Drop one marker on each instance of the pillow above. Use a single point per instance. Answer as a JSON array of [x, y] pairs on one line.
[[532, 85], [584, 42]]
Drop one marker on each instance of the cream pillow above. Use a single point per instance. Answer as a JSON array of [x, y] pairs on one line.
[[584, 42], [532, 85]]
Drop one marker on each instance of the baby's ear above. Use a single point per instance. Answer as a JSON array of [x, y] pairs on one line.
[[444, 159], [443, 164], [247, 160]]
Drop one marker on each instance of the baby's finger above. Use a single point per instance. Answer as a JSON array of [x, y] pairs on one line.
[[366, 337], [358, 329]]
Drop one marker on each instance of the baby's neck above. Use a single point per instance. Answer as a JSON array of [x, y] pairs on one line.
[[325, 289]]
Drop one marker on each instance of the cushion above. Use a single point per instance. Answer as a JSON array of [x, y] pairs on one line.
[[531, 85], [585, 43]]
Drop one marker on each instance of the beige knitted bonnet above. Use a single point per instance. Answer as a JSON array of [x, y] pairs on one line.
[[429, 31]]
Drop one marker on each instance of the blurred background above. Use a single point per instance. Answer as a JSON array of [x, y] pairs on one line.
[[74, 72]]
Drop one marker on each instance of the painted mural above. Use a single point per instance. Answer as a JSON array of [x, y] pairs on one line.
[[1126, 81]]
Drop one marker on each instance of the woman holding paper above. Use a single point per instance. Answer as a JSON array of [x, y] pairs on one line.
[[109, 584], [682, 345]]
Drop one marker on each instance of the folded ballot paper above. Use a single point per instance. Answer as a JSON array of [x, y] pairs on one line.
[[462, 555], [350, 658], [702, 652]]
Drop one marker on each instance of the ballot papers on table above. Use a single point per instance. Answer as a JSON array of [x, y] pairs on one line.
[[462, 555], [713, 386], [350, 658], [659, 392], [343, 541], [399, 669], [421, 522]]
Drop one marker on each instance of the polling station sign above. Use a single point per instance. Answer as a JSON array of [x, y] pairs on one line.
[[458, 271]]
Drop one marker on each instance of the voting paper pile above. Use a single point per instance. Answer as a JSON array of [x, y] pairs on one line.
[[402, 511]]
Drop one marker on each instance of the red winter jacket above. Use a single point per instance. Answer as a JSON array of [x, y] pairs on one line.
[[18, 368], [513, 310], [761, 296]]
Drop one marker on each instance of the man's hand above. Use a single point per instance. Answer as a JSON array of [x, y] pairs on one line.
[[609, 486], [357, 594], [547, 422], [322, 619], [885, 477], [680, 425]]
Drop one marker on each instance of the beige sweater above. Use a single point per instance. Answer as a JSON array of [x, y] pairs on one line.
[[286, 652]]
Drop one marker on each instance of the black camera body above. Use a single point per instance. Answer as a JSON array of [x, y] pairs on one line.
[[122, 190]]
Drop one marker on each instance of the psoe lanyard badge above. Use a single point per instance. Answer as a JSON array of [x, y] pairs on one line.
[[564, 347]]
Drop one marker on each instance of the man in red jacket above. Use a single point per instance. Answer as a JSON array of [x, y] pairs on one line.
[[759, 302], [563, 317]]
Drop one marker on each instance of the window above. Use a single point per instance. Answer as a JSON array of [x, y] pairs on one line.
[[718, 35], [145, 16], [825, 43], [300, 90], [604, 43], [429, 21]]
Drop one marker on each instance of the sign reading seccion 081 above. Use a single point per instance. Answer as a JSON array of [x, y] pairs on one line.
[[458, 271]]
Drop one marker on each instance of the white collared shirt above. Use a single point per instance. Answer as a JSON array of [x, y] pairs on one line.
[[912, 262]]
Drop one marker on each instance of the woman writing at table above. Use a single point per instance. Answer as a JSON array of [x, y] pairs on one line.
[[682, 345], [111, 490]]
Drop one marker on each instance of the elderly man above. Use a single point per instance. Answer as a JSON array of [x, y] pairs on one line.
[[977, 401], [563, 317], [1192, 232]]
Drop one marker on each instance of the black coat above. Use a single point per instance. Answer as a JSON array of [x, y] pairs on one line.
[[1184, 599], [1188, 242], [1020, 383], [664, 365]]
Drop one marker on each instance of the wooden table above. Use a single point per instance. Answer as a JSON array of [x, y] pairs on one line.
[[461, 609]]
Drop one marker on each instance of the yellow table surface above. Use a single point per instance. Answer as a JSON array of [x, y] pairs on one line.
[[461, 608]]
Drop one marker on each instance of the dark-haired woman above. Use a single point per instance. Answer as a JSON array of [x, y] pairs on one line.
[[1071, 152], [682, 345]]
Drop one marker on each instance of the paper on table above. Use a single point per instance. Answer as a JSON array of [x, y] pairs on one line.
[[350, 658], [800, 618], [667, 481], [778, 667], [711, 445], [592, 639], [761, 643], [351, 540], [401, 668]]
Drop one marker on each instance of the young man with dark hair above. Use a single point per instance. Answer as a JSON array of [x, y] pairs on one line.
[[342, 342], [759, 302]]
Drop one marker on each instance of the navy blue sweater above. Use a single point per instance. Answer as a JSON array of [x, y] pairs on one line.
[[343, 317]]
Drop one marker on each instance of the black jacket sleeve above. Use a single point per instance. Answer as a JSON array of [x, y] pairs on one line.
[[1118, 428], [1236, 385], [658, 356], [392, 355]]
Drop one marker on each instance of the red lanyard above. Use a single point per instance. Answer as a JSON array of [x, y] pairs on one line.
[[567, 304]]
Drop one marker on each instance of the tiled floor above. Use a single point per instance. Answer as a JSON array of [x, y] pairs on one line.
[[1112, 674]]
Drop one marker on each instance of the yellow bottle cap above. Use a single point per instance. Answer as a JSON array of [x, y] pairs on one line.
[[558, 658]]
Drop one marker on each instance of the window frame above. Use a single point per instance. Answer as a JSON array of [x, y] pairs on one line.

What to produce: Rewrite the records from the line with "Drop one marker on each instance of the beige sweater" through the line with "[[286, 652]]", requests included, and raise every coordinate in the answers by 137.

Complete answer:
Drop one marker on each instance of the beige sweater above. Use a single point per instance. Answer as a JSON array of [x, y] pairs on one line.
[[423, 789]]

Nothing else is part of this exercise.